→ Your goal:
For each line in the data that includes "photo", make a copy.
- - -
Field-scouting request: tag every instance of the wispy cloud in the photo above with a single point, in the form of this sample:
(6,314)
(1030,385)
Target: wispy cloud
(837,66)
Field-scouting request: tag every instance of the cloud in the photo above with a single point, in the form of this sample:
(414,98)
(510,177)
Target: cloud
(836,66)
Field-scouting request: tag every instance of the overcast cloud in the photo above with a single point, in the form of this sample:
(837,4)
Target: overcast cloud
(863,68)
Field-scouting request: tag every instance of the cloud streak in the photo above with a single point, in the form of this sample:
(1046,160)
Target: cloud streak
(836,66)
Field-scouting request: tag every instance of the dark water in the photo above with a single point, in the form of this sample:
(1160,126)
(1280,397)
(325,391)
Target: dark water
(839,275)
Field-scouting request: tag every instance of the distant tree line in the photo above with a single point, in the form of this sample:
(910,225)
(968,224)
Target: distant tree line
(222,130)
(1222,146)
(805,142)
- - -
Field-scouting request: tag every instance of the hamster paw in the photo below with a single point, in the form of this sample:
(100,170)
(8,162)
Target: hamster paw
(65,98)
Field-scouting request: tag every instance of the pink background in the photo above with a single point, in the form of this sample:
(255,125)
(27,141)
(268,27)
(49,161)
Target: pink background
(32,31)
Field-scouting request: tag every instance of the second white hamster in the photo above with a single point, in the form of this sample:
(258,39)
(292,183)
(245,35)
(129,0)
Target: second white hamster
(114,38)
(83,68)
- - -
→ Your solution:
Field-scouting request: tag every instance of the wispy cloud in the photo above with a single point, in the form of this sample:
Field-scouting request: tag every instance of the cloud in the photo above with a single point, in the form of this sample:
Field-scouting request: tag every instance of the overcast cloud in the photo above with a single point, in the form of this sample:
Field-scouting request: tag every instance of the cloud streak in the photo above with a single point, in the form of this sample:
Field-scouting request: tag every instance of the dark water in the photo above with a single point, in the form of this sample:
Field-scouting request: tag every instance of the distant tree line in the photo above with a single point, in the form of this sample:
Field-scouting request: tag every instance of the hamster paw in the photo below with a single point, in the form of this sample:
Field-scouting request: tag every instance of the pink background in the photo above with a single point, in the form of this sample:
Field-scouting request: tag every instance of the second white hamster in the photo above with a single point, in the form of this sample:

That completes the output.